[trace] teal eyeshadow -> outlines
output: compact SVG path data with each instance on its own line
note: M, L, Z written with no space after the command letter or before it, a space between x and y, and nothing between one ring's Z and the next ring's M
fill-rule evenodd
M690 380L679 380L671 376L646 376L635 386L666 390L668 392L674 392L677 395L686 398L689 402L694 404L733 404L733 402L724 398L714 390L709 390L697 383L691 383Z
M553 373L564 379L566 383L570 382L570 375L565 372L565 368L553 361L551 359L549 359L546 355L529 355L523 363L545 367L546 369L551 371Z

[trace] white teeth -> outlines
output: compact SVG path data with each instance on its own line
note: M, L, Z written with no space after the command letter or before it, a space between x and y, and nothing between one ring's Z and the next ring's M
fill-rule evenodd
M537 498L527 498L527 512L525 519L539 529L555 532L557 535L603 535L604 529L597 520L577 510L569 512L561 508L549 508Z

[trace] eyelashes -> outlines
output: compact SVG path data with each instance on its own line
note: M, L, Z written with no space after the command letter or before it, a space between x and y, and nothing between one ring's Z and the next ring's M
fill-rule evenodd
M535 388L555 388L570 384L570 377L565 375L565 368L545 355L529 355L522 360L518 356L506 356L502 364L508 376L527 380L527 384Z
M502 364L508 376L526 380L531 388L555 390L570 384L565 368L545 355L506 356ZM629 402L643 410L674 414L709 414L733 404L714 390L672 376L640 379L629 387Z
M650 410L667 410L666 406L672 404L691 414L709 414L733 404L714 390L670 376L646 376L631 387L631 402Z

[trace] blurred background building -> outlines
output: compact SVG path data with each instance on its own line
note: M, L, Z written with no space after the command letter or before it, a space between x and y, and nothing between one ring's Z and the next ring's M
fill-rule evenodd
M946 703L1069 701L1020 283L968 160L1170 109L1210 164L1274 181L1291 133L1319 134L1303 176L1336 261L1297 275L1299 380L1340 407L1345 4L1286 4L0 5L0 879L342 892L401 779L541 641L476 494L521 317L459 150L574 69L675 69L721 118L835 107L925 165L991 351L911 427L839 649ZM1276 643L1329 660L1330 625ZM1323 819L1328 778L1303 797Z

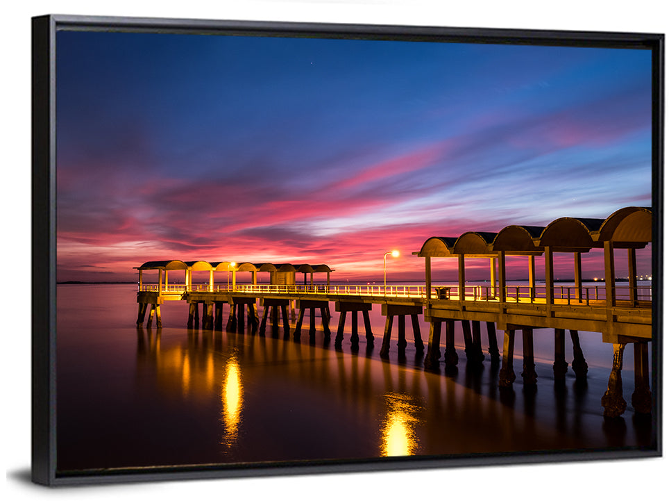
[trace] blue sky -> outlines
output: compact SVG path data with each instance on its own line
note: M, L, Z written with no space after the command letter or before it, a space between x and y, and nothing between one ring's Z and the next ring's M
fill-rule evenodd
M420 278L411 253L430 236L651 204L648 51L70 31L57 43L59 279L132 279L169 258L373 279L394 248L396 273Z

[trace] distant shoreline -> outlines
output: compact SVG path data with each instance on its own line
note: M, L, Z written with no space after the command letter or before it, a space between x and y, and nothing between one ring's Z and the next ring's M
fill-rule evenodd
M333 282L334 282L334 281L333 281ZM373 284L374 285L379 285L379 284L376 284L375 281L370 281L368 282L367 281L365 281L365 280L354 280L354 281L348 281L348 280L347 280L347 281L344 281L344 280L339 280L339 281L337 281L338 284L342 284L342 283L344 283L344 281L347 281L347 282L350 281L350 283L351 283L351 284L369 284L371 285L371 284ZM468 284L472 284L472 283L486 284L486 283L488 283L489 281L488 281L488 280L468 280L468 281L467 281L467 283L468 283ZM523 279L507 279L507 282L523 281ZM553 281L553 284L573 283L573 281L574 281L573 279L571 279L571 280L569 280L569 279L564 279L564 280L556 279L556 280L554 280L554 281ZM598 279L595 280L595 279L583 279L581 280L581 281L583 282L583 283L585 283L585 282L588 282L588 283L589 283L589 282L602 282L602 283L604 283L604 279ZM616 282L627 282L627 279L617 278L617 279L616 279ZM242 284L242 282L237 282L237 283L238 283L238 284ZM399 282L395 282L395 281L392 282L393 285L395 285L395 284L398 284L398 283L399 283ZM425 280L405 280L405 281L403 281L401 283L402 283L402 284L425 284ZM544 280L537 280L537 281L536 281L536 283L537 283L537 284L544 284L544 283L545 283L545 281L544 281ZM127 285L127 284L135 284L135 285L137 285L137 282L136 282L136 281L130 281L130 282L128 282L128 281L117 281L117 282L115 282L115 281L102 281L102 282L94 281L94 282L88 282L88 281L81 281L81 280L67 280L67 281L65 281L56 282L56 285L59 285L59 286L62 286L62 285L65 285L65 286L67 286L67 285L105 285L105 284L107 284L107 285L110 285L110 284L111 284L111 285L114 285L114 284L125 284L125 285ZM204 282L203 282L203 284L204 284ZM244 283L244 284L246 284L246 283ZM264 283L264 284L260 284L259 285L268 285L268 284ZM303 285L303 284L296 284L296 285ZM320 283L319 283L319 284L318 284L317 285L323 285L323 284L320 284Z

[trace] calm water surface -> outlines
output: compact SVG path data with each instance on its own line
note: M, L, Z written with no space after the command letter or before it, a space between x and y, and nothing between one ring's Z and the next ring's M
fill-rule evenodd
M499 366L486 356L482 367L468 366L459 331L455 375L443 365L440 373L423 370L410 322L404 355L393 333L390 359L382 361L378 305L371 313L375 343L367 343L361 329L356 352L350 330L335 350L334 307L329 343L320 329L310 341L308 315L296 343L272 338L269 326L265 336L188 329L181 302L162 306L162 329L137 329L135 291L134 285L58 286L60 470L588 450L653 441L647 420L630 404L631 347L623 375L628 409L616 422L603 419L612 351L595 333L581 336L586 384L577 384L570 370L565 384L554 384L552 332L538 330L536 390L523 388L517 359L516 381L500 393ZM421 333L426 343L427 324ZM570 361L568 336L567 347Z

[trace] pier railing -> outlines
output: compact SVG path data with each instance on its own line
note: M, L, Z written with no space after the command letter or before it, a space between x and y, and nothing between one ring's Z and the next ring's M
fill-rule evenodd
M620 285L614 288L616 302L624 302L634 306L649 306L652 299L650 286L638 286L630 288L629 285ZM432 299L458 300L460 298L457 285L435 286L432 288ZM143 284L139 290L146 292L158 292L156 284ZM315 285L269 285L237 284L233 288L231 284L214 285L207 284L192 284L187 287L183 284L163 285L162 294L176 295L186 292L201 293L242 293L250 294L300 294L314 295L366 296L407 298L426 298L426 288L423 285L348 285L348 284L315 284ZM607 288L604 285L584 286L556 285L552 288L553 302L560 304L591 306L602 304L607 299ZM500 288L493 285L468 285L464 288L464 299L466 301L482 301L486 302L500 301ZM505 287L505 302L543 303L546 302L546 288L530 285L507 285Z

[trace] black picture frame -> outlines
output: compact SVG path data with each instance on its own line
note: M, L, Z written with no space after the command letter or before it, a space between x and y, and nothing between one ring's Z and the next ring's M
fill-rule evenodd
M584 46L645 49L652 51L653 65L652 171L653 275L662 275L663 182L664 37L659 34L461 28L362 24L214 21L201 19L44 15L33 19L33 213L32 213L32 479L38 484L68 485L101 482L148 482L267 475L344 473L522 464L543 462L652 457L661 455L661 353L663 350L661 279L653 282L653 414L657 447L626 451L582 453L577 458L550 452L491 454L472 457L421 457L409 461L369 461L296 466L243 465L170 467L150 471L95 472L59 476L56 469L56 33L58 30L121 31L179 33L248 34L265 36L325 37L370 40L468 42L514 44Z

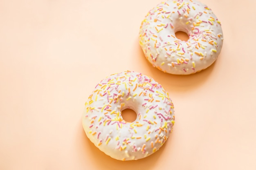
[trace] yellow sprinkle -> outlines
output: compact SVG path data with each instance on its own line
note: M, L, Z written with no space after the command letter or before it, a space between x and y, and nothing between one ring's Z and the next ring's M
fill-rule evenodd
M161 29L160 29L159 30L157 31L157 33L159 32L160 31L162 31L163 30L163 28L161 28Z
M110 115L112 115L113 113L115 113L115 110L112 111L111 112L110 112Z
M108 138L108 139L107 140L107 141L106 141L106 144L108 144L108 142L110 140L110 139L111 139L111 138L110 138L110 137Z
M100 121L102 118L102 116L101 116L100 117L99 117L99 119L98 119L98 121Z
M107 123L107 122L108 122L108 121L109 121L110 120L109 119L108 119L108 120L106 120L104 121L104 123L103 124L103 126L105 126L106 124L106 123Z
M102 108L101 108L101 112L102 112L103 111L103 109L104 109L104 108L105 108L105 107L106 107L107 106L106 104L105 104L105 105L104 105L104 106L103 106L103 107Z

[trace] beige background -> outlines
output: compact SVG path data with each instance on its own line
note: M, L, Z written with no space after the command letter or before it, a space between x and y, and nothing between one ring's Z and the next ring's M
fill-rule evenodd
M255 170L256 2L201 0L222 24L216 62L173 75L153 68L140 22L160 0L0 0L0 170ZM159 151L117 161L83 132L84 103L129 70L169 92L176 121Z

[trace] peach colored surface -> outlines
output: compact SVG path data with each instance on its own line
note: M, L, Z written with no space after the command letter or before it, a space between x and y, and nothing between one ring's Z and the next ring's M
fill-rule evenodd
M216 62L189 76L153 68L138 44L159 0L0 1L0 169L255 170L256 2L201 0L221 22ZM169 93L175 124L155 153L113 159L83 131L84 103L129 70Z

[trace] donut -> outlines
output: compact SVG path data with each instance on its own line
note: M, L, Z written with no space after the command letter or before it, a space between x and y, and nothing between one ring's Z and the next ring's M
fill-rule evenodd
M82 124L88 138L115 159L128 161L153 154L165 142L174 124L168 93L150 77L130 71L112 75L96 86L85 104ZM137 114L128 122L121 111Z
M182 31L189 39L175 33ZM141 22L139 42L153 67L168 73L189 75L204 69L222 46L220 22L207 6L196 0L169 0L150 10Z

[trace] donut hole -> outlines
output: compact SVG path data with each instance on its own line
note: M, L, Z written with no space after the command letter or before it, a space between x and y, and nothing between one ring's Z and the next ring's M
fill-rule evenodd
M126 108L121 111L123 119L128 122L135 121L137 118L137 113L132 109Z
M176 37L183 41L187 41L189 38L189 35L185 32L179 31L175 33Z

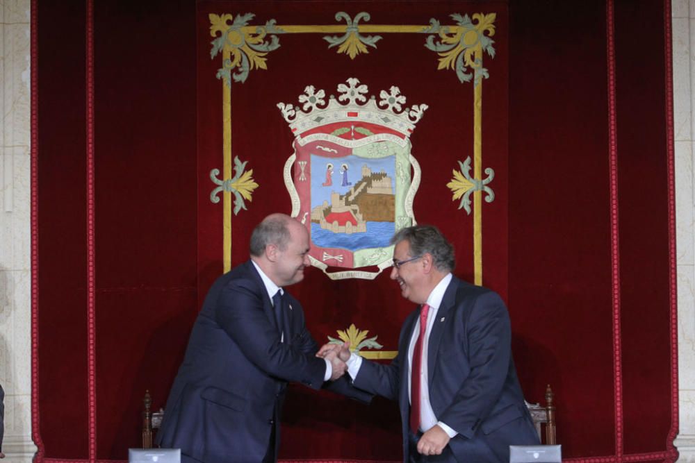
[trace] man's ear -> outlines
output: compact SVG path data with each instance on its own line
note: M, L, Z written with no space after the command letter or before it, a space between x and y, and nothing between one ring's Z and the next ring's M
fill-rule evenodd
M422 261L423 269L425 271L425 273L429 273L432 271L432 268L434 268L432 265L434 260L432 255L430 253L423 254L420 261Z

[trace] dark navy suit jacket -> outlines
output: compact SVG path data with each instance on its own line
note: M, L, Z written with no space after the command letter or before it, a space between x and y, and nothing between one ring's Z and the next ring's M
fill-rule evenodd
M406 319L398 355L388 365L363 360L355 387L398 401L404 461L409 461L408 347L420 309ZM430 401L437 419L458 432L449 441L459 462L507 463L510 444L539 444L511 348L507 308L492 291L454 277L430 335Z
M302 305L285 292L284 342L272 305L251 261L218 278L193 326L157 435L163 447L206 463L261 462L288 381L318 389L326 363L304 326ZM345 376L325 385L368 401Z

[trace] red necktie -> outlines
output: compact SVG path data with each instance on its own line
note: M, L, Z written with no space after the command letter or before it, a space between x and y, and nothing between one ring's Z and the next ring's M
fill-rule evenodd
M410 430L417 434L420 428L420 376L423 365L423 339L427 328L427 312L430 306L423 305L420 310L420 336L415 342L413 351L413 367L410 370Z

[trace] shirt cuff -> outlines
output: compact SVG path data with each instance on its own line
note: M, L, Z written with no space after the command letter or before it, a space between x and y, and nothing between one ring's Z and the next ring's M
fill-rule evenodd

#### [DIRECTIONS]
Copy the rows above word for word, starting at the line containing "[trace] white teeth -> outlines" and ending at the line containing "M420 278L411 253L430". Omit any pictures from your copy.

#### [WRITTEN SOLUTION]
[trace] white teeth -> outlines
output: compact SVG path data with each instance on its own line
note: M, L, Z written with no space after the command letter or before it, a space between x and y, and nothing between one ring's Z and the next ring's M
fill-rule evenodd
M537 498L527 498L527 512L525 519L539 529L555 532L557 535L603 535L604 529L597 520L577 510L569 512L561 508L549 508Z

[trace] eyelashes -> outlines
output: compact SVG path data with each instance on its own line
note: M, L, Z written with no space after the command letter or before it, a space between x and y, and nothing between one ring's Z and the next ring's M
fill-rule evenodd
M535 388L555 388L570 384L570 377L565 375L565 368L545 355L529 355L522 360L518 356L506 356L502 364L508 376L527 380L527 384Z
M502 364L508 376L526 380L531 388L555 390L570 384L565 368L545 355L506 356ZM629 402L643 410L674 414L709 414L733 404L714 390L672 376L640 379L629 387Z
M650 410L667 410L666 406L672 404L691 414L709 414L733 404L714 390L670 376L646 376L631 387L631 402Z

[trace] blurred background building -> outlines
output: compact SVG path data with each instance on its own line
note: M, L, Z written with no space after the command letter or before it, a space between x and y, and nothing between one ring's Z and the next ring's M
fill-rule evenodd
M946 703L1069 701L1020 283L968 160L1170 109L1210 164L1274 181L1291 133L1319 134L1303 176L1336 261L1297 275L1299 380L1340 407L1345 4L1286 4L0 5L0 879L342 892L401 779L541 641L476 494L521 317L459 150L574 69L675 69L721 118L835 107L925 165L991 351L911 427L839 649ZM1276 643L1329 660L1330 625ZM1323 819L1328 778L1303 797Z

[trace] blue sky -> outlines
output: compact SVG path data with each instance on its own line
note: M, L, Z written with no space after the command letter or before it, a space between x and y, and nothing between one ring's Z and the next ring's M
fill-rule evenodd
M420 278L411 253L430 236L651 204L648 51L70 31L57 43L59 279L132 279L169 258L373 279L394 248L396 273Z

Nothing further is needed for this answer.